-- Stated goal 1 --
List each line of the listing that contains the word "gray".

-- Excerpt to read --
Review: WWE Network’s Best 100 Matches: #80 Harley Race vs. Ric Flair (NWA World Heavyweight Championship, Steel Cage Match, Starrcade 1983)

Ric Flair’s numerous appearances in the WWE Network’s 100 Best Matches…List should not surprise anyone with an interest in wrestling. He’s one of the best wrestlers of all time, able to carry anyone to a good match in his prime (late 70s to early 90s). Just see #94 Flair vs Lex Luger (click here for my review) for the perfect example of his abilities to work with a poor wrestler. However, I feel that some of the matches involving Flair on this list are there more for what they meant/represented rather than the actual content. #91 Flair vs Kerry Von Erich (click here for my review) was not a great match at all, but what happened afterwards is more important that the match itself. However, this match against Harley Race certainly deserves to be in the Best 100 Matches…List.

I feared it would be too similar to #91: a cage match with a special guest referee. However, it could not be more different. Before the match, the commentators talk about ‘intensity and execution.’ This match is as intense a bout as you’ll ever see. By today’s standards, some parts seem slow and sluggish, but every move, every strike has a purpose. There’s an intensity in both wrestlers that reaches out and grabs the viewer; and the execution is almost flawless. Harley Race, the champion, beats down Flair for much of the match.

-- Dataset rows --
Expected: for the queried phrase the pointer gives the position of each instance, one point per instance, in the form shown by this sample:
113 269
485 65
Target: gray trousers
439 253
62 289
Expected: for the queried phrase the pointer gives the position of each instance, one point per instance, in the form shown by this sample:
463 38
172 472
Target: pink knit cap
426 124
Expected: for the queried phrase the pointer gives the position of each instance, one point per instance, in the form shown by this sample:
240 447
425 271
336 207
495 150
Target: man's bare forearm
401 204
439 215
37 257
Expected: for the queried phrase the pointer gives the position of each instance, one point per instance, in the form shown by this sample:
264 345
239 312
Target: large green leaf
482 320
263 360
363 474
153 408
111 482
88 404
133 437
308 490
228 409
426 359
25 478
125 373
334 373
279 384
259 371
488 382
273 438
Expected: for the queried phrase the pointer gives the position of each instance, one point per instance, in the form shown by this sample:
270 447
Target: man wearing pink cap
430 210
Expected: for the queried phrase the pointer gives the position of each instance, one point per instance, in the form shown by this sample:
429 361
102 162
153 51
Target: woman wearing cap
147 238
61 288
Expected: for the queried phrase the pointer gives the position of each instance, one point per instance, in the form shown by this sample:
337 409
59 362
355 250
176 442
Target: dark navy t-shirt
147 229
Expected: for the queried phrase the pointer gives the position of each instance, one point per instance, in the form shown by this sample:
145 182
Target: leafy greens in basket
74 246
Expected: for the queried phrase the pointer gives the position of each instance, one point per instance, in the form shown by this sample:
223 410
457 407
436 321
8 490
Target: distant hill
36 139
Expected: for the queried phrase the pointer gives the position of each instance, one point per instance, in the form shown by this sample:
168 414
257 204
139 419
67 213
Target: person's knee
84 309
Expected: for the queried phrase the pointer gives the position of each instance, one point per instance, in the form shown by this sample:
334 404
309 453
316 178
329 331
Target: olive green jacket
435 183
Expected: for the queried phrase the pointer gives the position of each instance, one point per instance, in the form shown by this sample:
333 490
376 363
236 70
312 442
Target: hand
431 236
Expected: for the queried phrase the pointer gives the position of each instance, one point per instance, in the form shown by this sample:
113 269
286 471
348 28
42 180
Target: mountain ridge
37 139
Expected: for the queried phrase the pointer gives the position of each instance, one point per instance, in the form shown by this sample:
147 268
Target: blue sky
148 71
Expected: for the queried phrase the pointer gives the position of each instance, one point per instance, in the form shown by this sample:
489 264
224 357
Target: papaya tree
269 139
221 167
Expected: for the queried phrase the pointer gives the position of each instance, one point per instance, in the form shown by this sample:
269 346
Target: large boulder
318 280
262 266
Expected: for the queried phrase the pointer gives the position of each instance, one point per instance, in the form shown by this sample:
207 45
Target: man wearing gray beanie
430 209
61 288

-- Stated goal 2 --
Reproduce word for word the part of the review of the Harley Race vs. Ric Flair match starting at "I feared it" and ending at "of the match.".

-- Correct output 1 --
Target: gray trousers
Target: man wearing gray beanie

-- Correct output 2 --
I feared it would be too similar to #91: a cage match with a special guest referee. However, it could not be more different. Before the match, the commentators talk about ‘intensity and execution.’ This match is as intense a bout as you’ll ever see. By today’s standards, some parts seem slow and sluggish, but every move, every strike has a purpose. There’s an intensity in both wrestlers that reaches out and grabs the viewer; and the execution is almost flawless. Harley Race, the champion, beats down Flair for much of the match.